Learned appellants’ counsel submitted that Exhibit P4 was made on 27th February, 1997 and the appellants filed this action on 22nd May, 2008. The limitation period in respect of land matter is 12 years against which backdrop he submitted that the action was filed within a period of 11 years. Counsel concluded on this issue by saying that by virtue of Section 29 of the Limitation Laws of Ondo State that the respondents are made liable for unlawful acquisition where acknowledgment can be established. He finally urged on the court to hold that Exhibit P4 revived the acquisition of the appellants’ land.

In their reaction to the issue, the learned counsel for the respondents contended that Section 22 of the Limitation Law of Ondo State which was heavily relied upon by the appellants does not apply to service the cause of action in this matter. He said that Exhibit P4 is not and can never suffice as an acknowledgment of title as contended by the appellants. He also said that Exhibit P4 is a letter of request from the Ministry to the United Apostolic Church of Nigeria for the Church to make an undertaking and the Ministry indicated therein its desire to re-visit the issue of compensation.

Learned counsel argued that Exhibit P4 can best be construed to be a correspondence made during negotiation for settlement of dispute between the parties before the matter was submitted for trial and as such is irrelevant here.

Counsel contended that even where a document like Exhibit P4 is not expressly marked “without prejudice”, that once it can be deduced from the face of the document or circumstances of the statement or document that the statement was made with bona fide intention of arriving at a settlement, the letter cannot be put in evidence in a subsequent action. He relied on the learned author AGUDA on THE LAW OF EVIDENCE (4TH ED.) 1999, spectrum, Ibadan at page 325; and also the authority of CHOCOLADE FABRIKEN LINDT AND SPRUNGLI A.G. vs. NESTLE CO. LTD. (1978) RPC 287 where the principle was applied. (Unfortunately counsel did not make any of these authorities available to the court). However, the learned counsel in further argument on the issue contended that from the content of Exhibit P4 that there is no acknowledgment and or commitment (either express or by implication) to pay any compensation. The letter (Exhibit P4) merely expresses the possibility of re-visiting the issue of compensation. He relied on the authority of OLAOGUN ENT. LTD. vs. SAEBY JERNSTOBERI & ANOR. in stating that an acknowledgment must be very clear to raise any (?) of acknowledgment. He said that acknowledgment or promise to pay liability does not extend the limitation period statutorily prescribed. He referred also to the dictum of Coker, JSC in THADANT vs. NATIONAL BANK (1972) NSCC 28.

__Stated exercise 1__:
Repeat the part of the court passage that begins at the words "Learned appellants’ counsel" and stops after the words "the appellants’ land.".
The court passage has no connection to the records.

__Raw records__:
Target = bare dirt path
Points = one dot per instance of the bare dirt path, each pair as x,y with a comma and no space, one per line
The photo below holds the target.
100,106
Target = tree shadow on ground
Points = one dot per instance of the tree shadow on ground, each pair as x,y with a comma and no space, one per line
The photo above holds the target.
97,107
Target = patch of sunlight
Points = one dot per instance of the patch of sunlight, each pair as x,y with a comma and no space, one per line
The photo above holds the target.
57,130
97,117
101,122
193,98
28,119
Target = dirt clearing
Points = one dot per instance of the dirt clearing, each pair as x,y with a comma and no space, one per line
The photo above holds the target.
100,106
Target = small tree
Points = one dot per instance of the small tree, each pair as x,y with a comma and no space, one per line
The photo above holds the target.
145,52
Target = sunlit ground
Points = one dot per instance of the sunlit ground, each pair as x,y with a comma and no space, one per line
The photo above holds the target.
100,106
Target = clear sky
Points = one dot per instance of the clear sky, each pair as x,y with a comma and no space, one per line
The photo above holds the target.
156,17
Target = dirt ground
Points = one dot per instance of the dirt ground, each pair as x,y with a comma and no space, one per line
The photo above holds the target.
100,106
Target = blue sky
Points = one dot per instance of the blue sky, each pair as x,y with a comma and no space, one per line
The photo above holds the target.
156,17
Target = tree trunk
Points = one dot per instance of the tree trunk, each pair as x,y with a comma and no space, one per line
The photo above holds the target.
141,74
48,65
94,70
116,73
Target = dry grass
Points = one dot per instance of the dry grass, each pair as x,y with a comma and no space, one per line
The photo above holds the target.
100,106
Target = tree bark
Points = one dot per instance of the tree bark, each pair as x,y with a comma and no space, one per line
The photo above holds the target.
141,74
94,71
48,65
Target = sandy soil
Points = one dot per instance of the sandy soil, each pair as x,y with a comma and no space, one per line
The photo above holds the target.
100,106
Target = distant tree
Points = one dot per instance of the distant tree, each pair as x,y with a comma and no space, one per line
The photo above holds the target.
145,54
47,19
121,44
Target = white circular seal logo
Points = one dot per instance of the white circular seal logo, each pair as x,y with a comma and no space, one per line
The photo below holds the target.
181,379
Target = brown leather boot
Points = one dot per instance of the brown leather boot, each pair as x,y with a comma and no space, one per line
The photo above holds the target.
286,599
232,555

__Stated exercise 2__:
Rewrite the records from the line that contains "Target = small tree" through the end of the records, replacing "one dot per instance" with "one mark per instance" and leaving everything else unchanged.

__Written solution 1__:
Learned appellants’ counsel submitted that Exhibit P4 was made on 27th February, 1997 and the appellants filed this action on 22nd May, 2008. The limitation period in respect of land matter is 12 years against which backdrop he submitted that the action was filed within a period of 11 years. Counsel concluded on this issue by saying that by virtue of Section 29 of the Limitation Laws of Ondo State that the respondents are made liable for unlawful acquisition where acknowledgment can be established. He finally urged on the court to hold that Exhibit P4 revived the acquisition of the appellants’ land.

__Written solution 2__:
Target = small tree
Points = one mark per instance of the small tree, each pair as x,y with a comma and no space, one per line
The photo above holds the target.
145,52
Target = sunlit ground
Points = one mark per instance of the sunlit ground, each pair as x,y with a comma and no space, one per line
The photo above holds the target.
100,106
Target = clear sky
Points = one mark per instance of the clear sky, each pair as x,y with a comma and no space, one per line
The photo above holds the target.
156,17
Target = dirt ground
Points = one mark per instance of the dirt ground, each pair as x,y with a comma and no space, one per line
The photo above holds the target.
100,106
Target = blue sky
Points = one mark per instance of the blue sky, each pair as x,y with a comma and no space, one per line
The photo above holds the target.
156,17
Target = tree trunk
Points = one mark per instance of the tree trunk, each pair as x,y with a comma and no space, one per line
The photo above holds the target.
141,74
48,65
94,70
116,73
Target = dry grass
Points = one mark per instance of the dry grass, each pair as x,y with a comma and no space, one per line
The photo above holds the target.
100,106
Target = tree bark
Points = one mark per instance of the tree bark, each pair as x,y with a comma and no space, one per line
The photo above holds the target.
141,74
94,71
48,65
Target = sandy soil
Points = one mark per instance of the sandy soil, each pair as x,y with a comma and no space, one per line
The photo above holds the target.
100,106
Target = distant tree
Points = one mark per instance of the distant tree, each pair as x,y with a comma and no space, one per line
The photo above holds the target.
145,54
47,19
121,44
Target = white circular seal logo
Points = one mark per instance of the white circular seal logo, each pair as x,y with a comma and no space, one per line
The photo below holds the target.
181,379
Target = brown leather boot
Points = one mark per instance of the brown leather boot, each pair as x,y with a comma and no space, one per line
The photo above holds the target.
286,599
232,555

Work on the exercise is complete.